### [Set exercise]
Rewrite the records below, replacing every "instance" with "object" and leaving all other text unchanged.

# # # #

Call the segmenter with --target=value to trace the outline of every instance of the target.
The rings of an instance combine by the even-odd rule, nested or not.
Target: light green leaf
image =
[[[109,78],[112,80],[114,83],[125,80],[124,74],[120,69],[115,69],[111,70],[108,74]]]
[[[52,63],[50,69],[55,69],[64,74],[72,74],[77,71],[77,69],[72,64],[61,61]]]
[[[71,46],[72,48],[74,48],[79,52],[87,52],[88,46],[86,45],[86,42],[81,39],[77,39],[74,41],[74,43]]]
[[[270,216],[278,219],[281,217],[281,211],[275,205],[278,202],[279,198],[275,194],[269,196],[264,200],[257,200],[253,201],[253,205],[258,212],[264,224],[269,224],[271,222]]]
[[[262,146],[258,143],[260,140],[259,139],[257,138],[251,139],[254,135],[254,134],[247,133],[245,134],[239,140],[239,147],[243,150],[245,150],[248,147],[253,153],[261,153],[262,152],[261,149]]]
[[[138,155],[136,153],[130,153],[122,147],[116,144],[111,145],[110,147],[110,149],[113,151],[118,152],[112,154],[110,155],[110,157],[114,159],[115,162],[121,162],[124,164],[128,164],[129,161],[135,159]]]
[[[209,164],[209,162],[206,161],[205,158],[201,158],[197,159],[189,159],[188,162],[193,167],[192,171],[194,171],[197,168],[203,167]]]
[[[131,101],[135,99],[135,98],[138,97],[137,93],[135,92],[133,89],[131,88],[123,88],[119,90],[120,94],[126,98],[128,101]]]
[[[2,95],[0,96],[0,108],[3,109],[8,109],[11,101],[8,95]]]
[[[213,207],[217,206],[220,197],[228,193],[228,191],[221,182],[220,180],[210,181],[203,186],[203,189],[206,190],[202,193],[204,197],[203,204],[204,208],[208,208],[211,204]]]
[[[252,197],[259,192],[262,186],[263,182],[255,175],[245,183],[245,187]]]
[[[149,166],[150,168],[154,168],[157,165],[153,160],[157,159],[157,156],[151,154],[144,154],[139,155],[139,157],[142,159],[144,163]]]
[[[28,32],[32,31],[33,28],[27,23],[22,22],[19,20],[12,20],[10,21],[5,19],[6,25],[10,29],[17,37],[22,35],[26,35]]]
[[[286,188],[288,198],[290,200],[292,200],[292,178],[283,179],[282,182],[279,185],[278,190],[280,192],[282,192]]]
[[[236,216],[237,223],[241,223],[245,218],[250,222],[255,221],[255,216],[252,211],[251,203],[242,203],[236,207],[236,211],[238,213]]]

# # # #

### [Result]
Call the segmenter with --target=value to trace the outline of every object of the target.
The rings of an object combine by the even-odd rule, nested or not.
Target: light green leaf
image =
[[[109,78],[112,80],[114,83],[125,80],[124,74],[120,69],[115,69],[111,70],[108,74]]]
[[[52,63],[50,69],[55,69],[64,74],[72,74],[77,71],[77,69],[72,64],[61,61]]]
[[[71,46],[72,48],[74,48],[79,52],[87,52],[88,46],[86,45],[86,42],[81,39],[77,39],[74,41],[74,43]]]
[[[270,216],[278,219],[281,217],[281,211],[275,205],[278,202],[279,198],[275,194],[269,196],[264,200],[257,200],[253,201],[253,205],[258,212],[264,224],[269,224],[271,222]]]
[[[262,146],[258,143],[260,140],[259,139],[257,138],[251,139],[254,135],[254,134],[247,133],[245,134],[239,140],[239,147],[243,150],[245,150],[248,147],[253,153],[261,153],[262,152],[261,149]]]
[[[138,155],[136,153],[130,153],[122,147],[116,144],[111,145],[110,147],[110,149],[113,151],[118,152],[112,154],[110,155],[110,157],[114,159],[115,162],[121,162],[124,164],[128,164],[129,161],[135,159]]]
[[[209,164],[209,162],[206,161],[205,158],[201,158],[197,159],[189,159],[188,162],[193,167],[192,171],[194,171],[197,168],[203,167]]]
[[[131,101],[135,99],[135,98],[138,97],[137,93],[135,92],[133,89],[131,88],[123,88],[119,90],[120,94],[126,98],[128,101]]]
[[[2,95],[0,96],[0,108],[3,109],[8,109],[11,101],[8,95]]]
[[[213,207],[217,206],[220,197],[228,193],[228,191],[221,182],[220,180],[210,181],[203,186],[203,189],[206,190],[202,193],[204,197],[203,204],[204,208],[208,208],[211,204]]]
[[[252,197],[259,192],[262,186],[263,182],[255,175],[245,183],[245,187]]]
[[[149,166],[150,168],[154,168],[157,165],[153,160],[157,159],[157,156],[151,154],[144,154],[139,155],[139,157],[142,159],[144,163]]]
[[[28,32],[32,31],[33,28],[27,23],[22,22],[19,20],[12,20],[10,21],[5,19],[6,25],[10,29],[17,37],[22,35],[26,35]]]
[[[286,188],[288,198],[290,200],[292,200],[292,178],[283,179],[282,182],[279,185],[278,190],[280,192],[282,192]]]
[[[236,216],[237,223],[241,223],[245,218],[250,222],[255,221],[255,216],[252,211],[251,203],[242,203],[236,207],[236,211],[238,213]]]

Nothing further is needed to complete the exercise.